Recently, the Curse of the Upscale Address struck again. A friend was driving down Nautilus Street after dropping off her kids at the top of the hill when the ancient pickup truck in front of her inexplicably slammed on its brakes. She hit him.
She jumped out of her SUV and ran to see if the other car’s driver was hurt. Fortunately, he didn’t appear to be. “Don’t worry,” he said, as he got out of the truck, “I’m not going to sue you.” My friend found that comment – the first words out of the man’s mouth – oddly unreassuring.
She asked him why he had stopped so suddenly. They were nowhere near a cross street or schools. “Oh,” he says, “I meant to put my foot on the accelerator but I put it on the brake instead.”
This sounds like a set-up to me, although as my friend points out, set up or not, she did, alas, run into him. Still, it seems to me that he should at least be cited for a DWI (Driving While an Imbecile).

■ Photo-based referring expression data
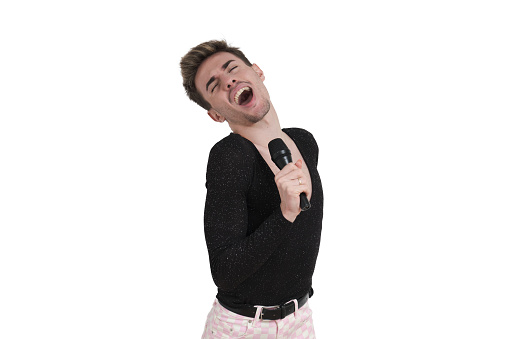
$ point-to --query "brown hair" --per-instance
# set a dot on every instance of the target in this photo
(192, 60)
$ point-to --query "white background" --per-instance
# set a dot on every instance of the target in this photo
(103, 159)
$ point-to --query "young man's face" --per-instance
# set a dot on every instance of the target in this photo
(234, 90)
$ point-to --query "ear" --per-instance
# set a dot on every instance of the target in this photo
(214, 115)
(258, 71)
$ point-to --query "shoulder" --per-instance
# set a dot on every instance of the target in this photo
(231, 159)
(304, 140)
(302, 136)
(231, 147)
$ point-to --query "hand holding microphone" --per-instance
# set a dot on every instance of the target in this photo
(290, 181)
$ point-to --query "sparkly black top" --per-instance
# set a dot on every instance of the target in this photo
(257, 257)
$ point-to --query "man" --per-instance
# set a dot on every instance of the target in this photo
(262, 247)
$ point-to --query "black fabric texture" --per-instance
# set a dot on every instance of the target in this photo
(257, 257)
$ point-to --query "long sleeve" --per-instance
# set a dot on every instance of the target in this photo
(234, 255)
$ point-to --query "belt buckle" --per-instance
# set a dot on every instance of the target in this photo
(270, 308)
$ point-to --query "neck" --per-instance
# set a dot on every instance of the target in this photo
(262, 132)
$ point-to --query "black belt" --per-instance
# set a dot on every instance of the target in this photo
(270, 313)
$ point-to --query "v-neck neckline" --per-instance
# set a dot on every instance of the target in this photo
(267, 167)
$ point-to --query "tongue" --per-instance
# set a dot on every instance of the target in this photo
(245, 97)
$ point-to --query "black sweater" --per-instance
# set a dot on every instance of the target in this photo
(257, 257)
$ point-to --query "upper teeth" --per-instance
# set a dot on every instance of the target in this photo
(239, 93)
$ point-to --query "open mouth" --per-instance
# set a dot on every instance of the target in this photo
(243, 96)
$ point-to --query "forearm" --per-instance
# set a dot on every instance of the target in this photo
(233, 262)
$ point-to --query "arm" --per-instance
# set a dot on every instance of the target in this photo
(233, 255)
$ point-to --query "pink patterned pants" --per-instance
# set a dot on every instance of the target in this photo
(222, 323)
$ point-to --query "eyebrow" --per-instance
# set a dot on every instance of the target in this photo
(211, 80)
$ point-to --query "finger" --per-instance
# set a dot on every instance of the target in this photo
(287, 169)
(291, 176)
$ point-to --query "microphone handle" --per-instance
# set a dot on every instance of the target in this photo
(304, 202)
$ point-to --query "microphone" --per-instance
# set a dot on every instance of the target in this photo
(282, 156)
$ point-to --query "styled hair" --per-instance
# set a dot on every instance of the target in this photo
(193, 59)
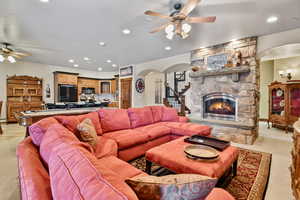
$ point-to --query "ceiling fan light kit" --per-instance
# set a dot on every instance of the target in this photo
(179, 19)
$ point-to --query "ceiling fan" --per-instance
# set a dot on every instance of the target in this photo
(10, 54)
(180, 19)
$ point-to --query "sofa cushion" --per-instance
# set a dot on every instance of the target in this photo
(157, 112)
(154, 130)
(122, 168)
(114, 119)
(55, 136)
(88, 132)
(140, 116)
(219, 194)
(106, 147)
(169, 115)
(179, 186)
(37, 130)
(127, 138)
(71, 122)
(34, 179)
(74, 176)
(188, 129)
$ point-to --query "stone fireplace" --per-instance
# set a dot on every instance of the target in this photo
(220, 106)
(227, 98)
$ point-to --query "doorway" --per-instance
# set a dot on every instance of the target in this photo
(126, 93)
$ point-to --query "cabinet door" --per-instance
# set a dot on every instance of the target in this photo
(13, 108)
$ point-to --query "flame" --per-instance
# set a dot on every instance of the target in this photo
(220, 106)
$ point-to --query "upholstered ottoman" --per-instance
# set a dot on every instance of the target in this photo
(171, 156)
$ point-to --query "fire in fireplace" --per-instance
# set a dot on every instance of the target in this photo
(219, 106)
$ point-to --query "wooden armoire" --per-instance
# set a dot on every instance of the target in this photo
(24, 93)
(284, 104)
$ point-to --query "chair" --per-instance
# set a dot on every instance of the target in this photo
(1, 132)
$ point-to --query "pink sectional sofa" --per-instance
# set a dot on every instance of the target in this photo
(54, 164)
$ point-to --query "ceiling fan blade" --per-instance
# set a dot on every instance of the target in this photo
(156, 14)
(16, 56)
(22, 54)
(160, 28)
(189, 7)
(201, 19)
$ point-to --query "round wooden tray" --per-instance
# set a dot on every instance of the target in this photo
(201, 152)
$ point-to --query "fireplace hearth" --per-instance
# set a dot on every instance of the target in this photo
(220, 106)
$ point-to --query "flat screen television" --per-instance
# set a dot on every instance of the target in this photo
(67, 93)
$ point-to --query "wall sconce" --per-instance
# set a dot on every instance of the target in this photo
(286, 74)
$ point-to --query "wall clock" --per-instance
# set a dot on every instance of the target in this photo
(140, 85)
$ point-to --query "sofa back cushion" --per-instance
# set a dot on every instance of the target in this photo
(170, 115)
(157, 112)
(34, 178)
(114, 119)
(71, 122)
(73, 176)
(140, 116)
(54, 137)
(37, 130)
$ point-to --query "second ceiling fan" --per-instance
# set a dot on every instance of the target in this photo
(180, 19)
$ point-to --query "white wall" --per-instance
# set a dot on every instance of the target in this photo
(159, 66)
(42, 71)
(266, 77)
(268, 42)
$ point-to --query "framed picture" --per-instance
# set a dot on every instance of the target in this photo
(126, 71)
(140, 85)
(217, 61)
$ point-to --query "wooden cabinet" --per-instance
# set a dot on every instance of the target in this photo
(114, 104)
(88, 83)
(295, 167)
(23, 93)
(284, 104)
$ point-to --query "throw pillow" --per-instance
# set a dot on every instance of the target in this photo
(172, 187)
(88, 132)
(170, 115)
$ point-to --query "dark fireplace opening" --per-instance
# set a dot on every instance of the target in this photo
(219, 106)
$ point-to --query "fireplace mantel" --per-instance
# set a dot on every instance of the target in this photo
(234, 71)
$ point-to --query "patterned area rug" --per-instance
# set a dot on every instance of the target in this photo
(252, 175)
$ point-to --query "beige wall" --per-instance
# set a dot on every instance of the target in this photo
(150, 80)
(292, 63)
(266, 77)
(42, 71)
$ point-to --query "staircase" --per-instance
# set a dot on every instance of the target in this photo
(178, 99)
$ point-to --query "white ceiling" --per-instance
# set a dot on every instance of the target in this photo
(72, 29)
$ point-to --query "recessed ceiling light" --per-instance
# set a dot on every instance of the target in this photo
(103, 44)
(168, 48)
(126, 31)
(272, 19)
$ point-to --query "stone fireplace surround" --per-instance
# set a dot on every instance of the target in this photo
(240, 82)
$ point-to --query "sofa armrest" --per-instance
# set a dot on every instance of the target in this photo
(183, 119)
(106, 147)
(33, 176)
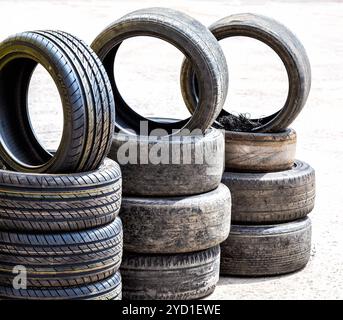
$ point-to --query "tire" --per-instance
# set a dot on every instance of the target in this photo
(170, 277)
(108, 289)
(86, 97)
(259, 152)
(259, 198)
(62, 260)
(170, 166)
(191, 38)
(176, 224)
(285, 44)
(59, 203)
(266, 250)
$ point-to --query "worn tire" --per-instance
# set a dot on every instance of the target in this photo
(266, 250)
(259, 152)
(185, 276)
(198, 167)
(86, 96)
(176, 224)
(107, 289)
(190, 37)
(271, 197)
(59, 203)
(62, 260)
(284, 43)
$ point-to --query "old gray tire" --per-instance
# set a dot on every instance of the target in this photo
(284, 43)
(176, 224)
(107, 289)
(169, 166)
(272, 197)
(33, 202)
(188, 35)
(267, 249)
(259, 152)
(62, 259)
(184, 276)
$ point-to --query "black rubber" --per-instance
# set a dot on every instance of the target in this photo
(185, 276)
(86, 95)
(169, 166)
(267, 249)
(63, 259)
(107, 289)
(59, 203)
(176, 224)
(284, 43)
(190, 37)
(259, 198)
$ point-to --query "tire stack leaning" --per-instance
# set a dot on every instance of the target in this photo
(175, 211)
(272, 193)
(59, 235)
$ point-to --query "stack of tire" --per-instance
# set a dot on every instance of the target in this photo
(175, 211)
(60, 237)
(272, 193)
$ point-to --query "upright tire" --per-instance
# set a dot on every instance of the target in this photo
(86, 96)
(191, 38)
(170, 277)
(266, 250)
(284, 43)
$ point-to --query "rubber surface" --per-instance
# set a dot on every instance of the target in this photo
(284, 43)
(59, 203)
(272, 197)
(86, 96)
(266, 250)
(188, 35)
(170, 277)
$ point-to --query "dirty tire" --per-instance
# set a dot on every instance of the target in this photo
(284, 43)
(107, 289)
(169, 166)
(32, 202)
(267, 249)
(86, 97)
(272, 197)
(62, 260)
(188, 35)
(259, 152)
(185, 276)
(176, 224)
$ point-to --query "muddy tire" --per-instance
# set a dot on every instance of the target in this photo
(284, 43)
(169, 166)
(185, 276)
(59, 203)
(108, 289)
(271, 197)
(259, 152)
(191, 38)
(176, 224)
(267, 249)
(86, 97)
(62, 260)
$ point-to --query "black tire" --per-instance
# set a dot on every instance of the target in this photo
(259, 152)
(62, 260)
(107, 289)
(86, 96)
(191, 38)
(59, 203)
(266, 250)
(176, 224)
(259, 198)
(170, 277)
(198, 167)
(285, 44)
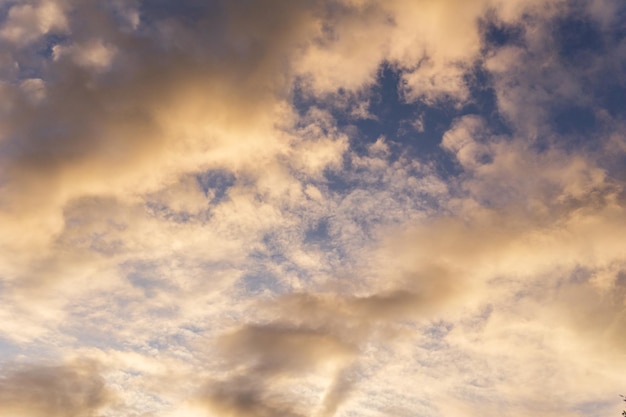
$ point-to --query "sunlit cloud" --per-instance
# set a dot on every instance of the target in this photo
(312, 208)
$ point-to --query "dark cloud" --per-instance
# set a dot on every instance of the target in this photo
(73, 390)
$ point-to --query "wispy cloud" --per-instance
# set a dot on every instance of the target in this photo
(312, 208)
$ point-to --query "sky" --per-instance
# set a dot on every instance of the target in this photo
(312, 208)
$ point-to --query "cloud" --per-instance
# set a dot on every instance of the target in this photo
(208, 201)
(74, 389)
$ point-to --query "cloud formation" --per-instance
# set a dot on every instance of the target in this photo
(311, 208)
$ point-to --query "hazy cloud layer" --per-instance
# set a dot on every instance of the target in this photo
(312, 208)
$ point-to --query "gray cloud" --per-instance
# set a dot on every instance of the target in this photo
(73, 390)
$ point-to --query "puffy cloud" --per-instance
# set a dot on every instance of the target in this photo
(208, 201)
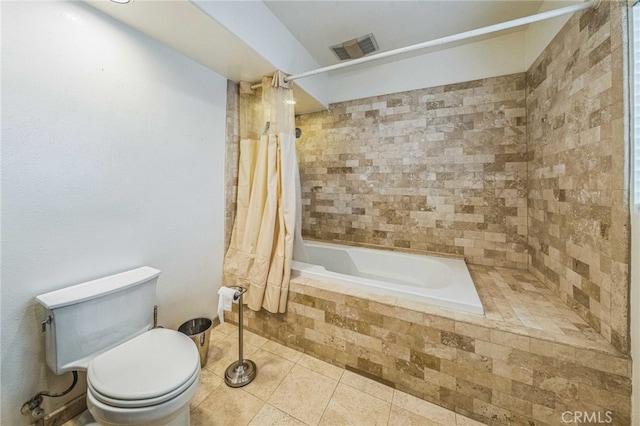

■ YOUR ASSIGNMENT
Copy the Nautilus Street accident story, beginning at the words "This sounds like" and stopping after "While an Imbecile).", but rename "Imbecile" to "Fool" throughout.

■ ANSWER AREA
This sounds like a set-up to me, although as my friend points out, set up or not, she did, alas, run into him. Still, it seems to me that he should at least be cited for a DWI (Driving While an Fool).